EXCERPTED PASSAGE START
Village in Iecava parish, Latvia

Dzimtmisa (formerly also Misa, Misas) is a settlement in the Iecava Parish of Bauska Municipality in the Semigallia region of Latvia. It is located in the north of the parish by the A7 highway, 10 km from the parish center Iecava, 32.5 km from the municipality center Bauska and 35 km from Riga.

The settlement was formed around the center of the former Misa (Dzimtmisa) manor (Misshof or Mißhof). The first Misa manor was built in 1560 on the site of Poutelene, the center of the ancient Semigallian river shore district, its owner was Lukas Wolff. Later, the manor belonged to Johann Trader. The last owner of the manor was Baron Reichold. The manor's house was built in the 19th century and rebuilt several times. In Dzimtmisa there used to be an elementary school, then there is the Ziemeļi Library, and a store. The private zoo "Dobuļi" is located 1 km from Dzimtmisa.
EXCERPTED PASSAGE END
EXTRACTED RECORDS START
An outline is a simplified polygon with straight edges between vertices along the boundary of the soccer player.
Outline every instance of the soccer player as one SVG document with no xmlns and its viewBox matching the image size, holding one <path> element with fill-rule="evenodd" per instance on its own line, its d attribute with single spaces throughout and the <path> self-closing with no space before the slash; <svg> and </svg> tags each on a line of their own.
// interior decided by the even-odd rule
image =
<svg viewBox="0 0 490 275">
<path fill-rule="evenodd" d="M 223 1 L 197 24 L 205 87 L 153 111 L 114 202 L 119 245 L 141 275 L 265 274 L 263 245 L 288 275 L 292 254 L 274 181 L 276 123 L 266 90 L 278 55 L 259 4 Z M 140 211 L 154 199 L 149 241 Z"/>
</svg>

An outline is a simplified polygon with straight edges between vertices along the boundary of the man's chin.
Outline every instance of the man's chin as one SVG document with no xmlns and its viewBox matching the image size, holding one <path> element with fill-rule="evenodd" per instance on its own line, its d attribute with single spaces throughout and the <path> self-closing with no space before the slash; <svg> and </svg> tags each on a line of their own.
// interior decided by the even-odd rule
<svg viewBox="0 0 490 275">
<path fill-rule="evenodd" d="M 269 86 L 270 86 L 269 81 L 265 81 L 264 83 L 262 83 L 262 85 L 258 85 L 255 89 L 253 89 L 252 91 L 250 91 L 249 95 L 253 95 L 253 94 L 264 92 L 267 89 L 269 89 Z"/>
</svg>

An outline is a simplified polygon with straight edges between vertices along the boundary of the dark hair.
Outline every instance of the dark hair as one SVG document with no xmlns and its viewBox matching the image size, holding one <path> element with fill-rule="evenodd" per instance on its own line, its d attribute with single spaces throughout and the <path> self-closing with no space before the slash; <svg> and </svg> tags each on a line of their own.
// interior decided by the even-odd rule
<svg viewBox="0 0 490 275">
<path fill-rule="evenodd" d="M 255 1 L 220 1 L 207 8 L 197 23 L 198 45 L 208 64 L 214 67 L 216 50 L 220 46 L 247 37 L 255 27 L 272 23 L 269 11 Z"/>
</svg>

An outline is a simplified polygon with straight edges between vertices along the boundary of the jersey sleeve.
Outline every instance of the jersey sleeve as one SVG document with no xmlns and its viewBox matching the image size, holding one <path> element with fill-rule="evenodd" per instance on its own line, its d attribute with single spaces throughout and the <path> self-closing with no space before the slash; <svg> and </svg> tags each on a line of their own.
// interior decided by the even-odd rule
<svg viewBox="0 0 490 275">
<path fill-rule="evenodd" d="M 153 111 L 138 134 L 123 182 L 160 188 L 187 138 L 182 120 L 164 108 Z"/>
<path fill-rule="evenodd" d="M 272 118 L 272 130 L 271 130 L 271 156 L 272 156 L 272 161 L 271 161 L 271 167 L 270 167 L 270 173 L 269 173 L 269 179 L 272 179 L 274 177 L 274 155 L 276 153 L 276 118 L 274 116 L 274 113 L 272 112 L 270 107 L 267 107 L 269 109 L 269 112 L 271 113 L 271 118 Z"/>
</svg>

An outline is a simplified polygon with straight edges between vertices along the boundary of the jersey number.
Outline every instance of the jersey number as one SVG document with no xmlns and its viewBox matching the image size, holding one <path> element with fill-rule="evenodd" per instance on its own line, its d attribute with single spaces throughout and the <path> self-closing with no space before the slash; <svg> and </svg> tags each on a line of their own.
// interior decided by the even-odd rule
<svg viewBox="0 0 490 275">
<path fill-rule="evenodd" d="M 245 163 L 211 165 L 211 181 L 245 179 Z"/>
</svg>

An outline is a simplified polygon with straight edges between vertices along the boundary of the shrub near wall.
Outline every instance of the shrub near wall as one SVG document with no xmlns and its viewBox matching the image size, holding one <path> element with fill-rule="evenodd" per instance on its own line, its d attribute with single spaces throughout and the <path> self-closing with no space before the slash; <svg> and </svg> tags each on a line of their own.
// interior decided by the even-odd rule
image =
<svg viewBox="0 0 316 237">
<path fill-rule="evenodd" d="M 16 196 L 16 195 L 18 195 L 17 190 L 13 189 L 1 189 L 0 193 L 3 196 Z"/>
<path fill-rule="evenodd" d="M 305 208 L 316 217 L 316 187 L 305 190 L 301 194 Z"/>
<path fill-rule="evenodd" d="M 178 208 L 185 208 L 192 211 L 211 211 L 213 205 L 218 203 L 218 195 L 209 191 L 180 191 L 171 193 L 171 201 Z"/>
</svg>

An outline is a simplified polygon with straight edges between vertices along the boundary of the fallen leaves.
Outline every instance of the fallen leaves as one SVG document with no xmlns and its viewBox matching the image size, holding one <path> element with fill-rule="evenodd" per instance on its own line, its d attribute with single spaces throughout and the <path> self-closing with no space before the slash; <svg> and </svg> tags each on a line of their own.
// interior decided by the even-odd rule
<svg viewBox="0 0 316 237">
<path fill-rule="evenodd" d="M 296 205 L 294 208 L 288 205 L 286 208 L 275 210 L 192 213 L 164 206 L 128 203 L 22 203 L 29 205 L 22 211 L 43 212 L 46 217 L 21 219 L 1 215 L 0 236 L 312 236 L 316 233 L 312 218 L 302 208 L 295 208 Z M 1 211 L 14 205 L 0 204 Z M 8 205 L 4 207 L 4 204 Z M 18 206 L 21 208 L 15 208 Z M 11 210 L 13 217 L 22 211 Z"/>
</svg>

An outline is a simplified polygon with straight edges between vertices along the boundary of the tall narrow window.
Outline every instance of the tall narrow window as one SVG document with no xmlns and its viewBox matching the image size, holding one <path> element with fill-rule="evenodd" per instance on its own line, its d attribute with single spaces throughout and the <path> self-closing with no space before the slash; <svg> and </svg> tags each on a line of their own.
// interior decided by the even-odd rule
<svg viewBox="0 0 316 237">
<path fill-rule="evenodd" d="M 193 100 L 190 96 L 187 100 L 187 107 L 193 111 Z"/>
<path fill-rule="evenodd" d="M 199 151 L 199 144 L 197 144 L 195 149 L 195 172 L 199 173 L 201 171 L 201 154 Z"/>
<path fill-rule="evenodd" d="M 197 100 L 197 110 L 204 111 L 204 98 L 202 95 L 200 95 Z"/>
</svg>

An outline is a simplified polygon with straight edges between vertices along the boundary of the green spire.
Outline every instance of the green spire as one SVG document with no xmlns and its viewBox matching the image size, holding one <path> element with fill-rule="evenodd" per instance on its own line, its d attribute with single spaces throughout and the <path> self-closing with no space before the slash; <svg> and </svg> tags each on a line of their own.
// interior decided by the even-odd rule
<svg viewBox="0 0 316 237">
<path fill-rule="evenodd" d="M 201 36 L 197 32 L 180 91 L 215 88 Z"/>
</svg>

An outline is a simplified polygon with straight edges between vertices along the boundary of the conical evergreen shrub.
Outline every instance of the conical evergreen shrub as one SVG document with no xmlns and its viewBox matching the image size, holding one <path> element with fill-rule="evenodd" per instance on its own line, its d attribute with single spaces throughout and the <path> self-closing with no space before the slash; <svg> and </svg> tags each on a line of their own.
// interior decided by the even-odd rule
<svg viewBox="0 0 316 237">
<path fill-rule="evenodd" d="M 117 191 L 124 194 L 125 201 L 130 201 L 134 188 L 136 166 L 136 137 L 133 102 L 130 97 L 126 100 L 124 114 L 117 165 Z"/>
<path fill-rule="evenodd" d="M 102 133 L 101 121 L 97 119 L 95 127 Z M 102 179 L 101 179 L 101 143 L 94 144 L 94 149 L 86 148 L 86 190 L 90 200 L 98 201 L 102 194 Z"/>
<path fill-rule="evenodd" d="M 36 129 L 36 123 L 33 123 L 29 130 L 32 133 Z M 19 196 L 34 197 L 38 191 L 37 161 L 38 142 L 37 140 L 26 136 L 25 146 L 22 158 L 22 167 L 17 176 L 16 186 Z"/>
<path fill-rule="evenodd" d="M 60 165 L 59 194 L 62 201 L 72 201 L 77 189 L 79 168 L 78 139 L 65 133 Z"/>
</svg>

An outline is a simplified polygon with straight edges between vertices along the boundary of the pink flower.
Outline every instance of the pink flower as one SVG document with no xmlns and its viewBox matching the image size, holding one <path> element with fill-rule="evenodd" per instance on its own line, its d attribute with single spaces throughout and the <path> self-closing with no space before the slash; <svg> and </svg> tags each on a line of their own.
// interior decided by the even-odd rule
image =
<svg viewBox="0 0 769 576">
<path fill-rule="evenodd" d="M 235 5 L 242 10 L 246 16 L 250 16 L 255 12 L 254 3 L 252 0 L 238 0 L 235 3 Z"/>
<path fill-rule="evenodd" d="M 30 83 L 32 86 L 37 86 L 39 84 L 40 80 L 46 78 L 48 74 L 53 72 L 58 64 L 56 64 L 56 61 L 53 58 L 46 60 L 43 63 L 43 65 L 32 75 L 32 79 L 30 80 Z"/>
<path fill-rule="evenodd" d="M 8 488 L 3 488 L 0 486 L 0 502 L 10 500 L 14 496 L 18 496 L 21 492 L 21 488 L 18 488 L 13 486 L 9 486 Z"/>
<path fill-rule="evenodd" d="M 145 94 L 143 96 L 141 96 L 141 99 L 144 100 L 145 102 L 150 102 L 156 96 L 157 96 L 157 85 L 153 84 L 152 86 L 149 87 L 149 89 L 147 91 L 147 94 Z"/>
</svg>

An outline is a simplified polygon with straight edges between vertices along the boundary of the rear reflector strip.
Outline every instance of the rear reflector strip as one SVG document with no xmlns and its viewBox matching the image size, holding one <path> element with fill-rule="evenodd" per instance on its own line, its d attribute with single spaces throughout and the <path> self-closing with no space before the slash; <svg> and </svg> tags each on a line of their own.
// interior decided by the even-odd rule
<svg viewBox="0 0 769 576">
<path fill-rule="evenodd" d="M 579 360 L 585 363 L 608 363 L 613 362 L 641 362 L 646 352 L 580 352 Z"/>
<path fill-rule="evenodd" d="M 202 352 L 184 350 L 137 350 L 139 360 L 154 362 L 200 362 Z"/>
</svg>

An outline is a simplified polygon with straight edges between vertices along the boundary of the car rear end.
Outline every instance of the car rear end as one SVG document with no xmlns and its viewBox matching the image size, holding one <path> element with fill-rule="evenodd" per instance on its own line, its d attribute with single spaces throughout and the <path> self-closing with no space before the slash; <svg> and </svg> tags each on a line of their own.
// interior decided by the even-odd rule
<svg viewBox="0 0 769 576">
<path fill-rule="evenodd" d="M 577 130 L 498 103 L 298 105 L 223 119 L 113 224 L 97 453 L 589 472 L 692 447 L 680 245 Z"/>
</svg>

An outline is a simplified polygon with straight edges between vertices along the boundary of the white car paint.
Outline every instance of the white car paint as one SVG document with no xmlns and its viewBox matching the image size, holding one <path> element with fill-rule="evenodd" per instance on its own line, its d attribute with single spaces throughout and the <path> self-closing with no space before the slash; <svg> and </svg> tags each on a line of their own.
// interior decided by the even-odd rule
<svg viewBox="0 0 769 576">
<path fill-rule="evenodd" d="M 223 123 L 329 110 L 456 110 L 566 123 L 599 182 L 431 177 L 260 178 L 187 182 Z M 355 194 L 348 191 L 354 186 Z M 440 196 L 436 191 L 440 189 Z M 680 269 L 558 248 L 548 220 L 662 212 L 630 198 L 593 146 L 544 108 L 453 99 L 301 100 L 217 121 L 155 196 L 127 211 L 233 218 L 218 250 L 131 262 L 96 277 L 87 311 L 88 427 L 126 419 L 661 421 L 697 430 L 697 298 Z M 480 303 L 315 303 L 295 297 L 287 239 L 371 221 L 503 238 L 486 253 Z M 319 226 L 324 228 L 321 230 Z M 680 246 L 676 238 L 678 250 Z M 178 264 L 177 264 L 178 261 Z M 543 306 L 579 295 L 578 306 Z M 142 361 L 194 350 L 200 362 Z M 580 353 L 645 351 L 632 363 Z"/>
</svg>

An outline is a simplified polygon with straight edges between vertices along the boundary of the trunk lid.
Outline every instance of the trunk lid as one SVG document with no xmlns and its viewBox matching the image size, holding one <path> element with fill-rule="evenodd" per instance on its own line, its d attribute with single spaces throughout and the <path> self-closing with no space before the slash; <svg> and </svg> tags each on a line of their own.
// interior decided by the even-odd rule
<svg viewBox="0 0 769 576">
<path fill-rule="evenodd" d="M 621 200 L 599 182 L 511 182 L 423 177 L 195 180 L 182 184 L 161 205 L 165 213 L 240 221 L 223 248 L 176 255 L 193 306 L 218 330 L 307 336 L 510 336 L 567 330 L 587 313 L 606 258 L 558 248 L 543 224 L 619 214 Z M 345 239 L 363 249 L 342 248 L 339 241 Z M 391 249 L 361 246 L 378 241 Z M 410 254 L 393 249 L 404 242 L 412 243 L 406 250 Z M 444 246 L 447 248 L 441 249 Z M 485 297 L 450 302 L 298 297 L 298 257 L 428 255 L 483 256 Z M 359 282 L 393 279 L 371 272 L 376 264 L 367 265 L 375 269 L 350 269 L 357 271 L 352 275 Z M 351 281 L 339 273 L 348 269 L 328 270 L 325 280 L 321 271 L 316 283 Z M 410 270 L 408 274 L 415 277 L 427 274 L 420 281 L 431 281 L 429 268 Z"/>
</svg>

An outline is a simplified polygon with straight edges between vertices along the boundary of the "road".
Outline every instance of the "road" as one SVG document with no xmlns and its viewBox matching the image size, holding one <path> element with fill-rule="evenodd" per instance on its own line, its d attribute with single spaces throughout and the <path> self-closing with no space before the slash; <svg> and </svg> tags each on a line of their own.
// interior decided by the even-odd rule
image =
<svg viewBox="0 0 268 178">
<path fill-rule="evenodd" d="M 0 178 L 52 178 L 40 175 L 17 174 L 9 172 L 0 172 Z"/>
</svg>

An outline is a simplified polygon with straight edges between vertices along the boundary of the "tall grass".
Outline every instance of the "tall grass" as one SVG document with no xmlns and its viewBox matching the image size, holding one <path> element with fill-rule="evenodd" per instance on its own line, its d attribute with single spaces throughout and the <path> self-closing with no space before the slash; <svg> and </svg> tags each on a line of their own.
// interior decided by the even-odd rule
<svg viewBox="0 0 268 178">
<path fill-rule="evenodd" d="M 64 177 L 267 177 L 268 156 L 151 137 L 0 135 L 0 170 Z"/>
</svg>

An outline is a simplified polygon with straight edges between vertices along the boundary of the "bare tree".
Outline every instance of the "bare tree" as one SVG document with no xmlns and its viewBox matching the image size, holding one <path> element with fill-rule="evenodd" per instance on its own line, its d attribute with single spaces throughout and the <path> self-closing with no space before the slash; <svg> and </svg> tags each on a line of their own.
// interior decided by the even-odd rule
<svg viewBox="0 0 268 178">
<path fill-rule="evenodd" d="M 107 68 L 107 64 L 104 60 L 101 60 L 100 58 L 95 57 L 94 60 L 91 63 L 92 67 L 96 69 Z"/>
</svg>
EXTRACTED RECORDS END
CHECK YOUR UNDERSTANDING:
**a.** In the Dzimtmisa passage, rewrite the paragraph beginning "Dzimtmisa (formerly also Misa, Misas)" as a short bulleted list that keeps its main facts.
**b.** According to the Dzimtmisa passage, who owned the first Misa manor?
**c.** Write what comes next in the Dzimtmisa passage, picking up after its final sentence.

TASK RESULTS:
**a.**
- Dzimtmisa, formerly also called Misa or Misas, is a settlement in Iecava Parish, Bauska Municipality, in Latvia's Semigallia region.
- It lies in the north of the parish, by the A7 highway.
- It is 10 km from Iecava, the parish center.
- It is 32.5 km from Bauska, the municipality center.
- It is 35 km from Riga.

**b.** Lukas Wolff

**c.**
The first school in Dzimtmisa was founded in 1877, from 1920 in the manor building. From 1950 to 1997, it was called the Ziemeļi School.

== Population ==
In current borders, after CSP and OSP data.

== Notable people ==

- Jānis Zakranovičs (1836—1908), Latvian Lutheran pastor, author of sermons, head of the Latvian Literary Society from 1895 to 1903.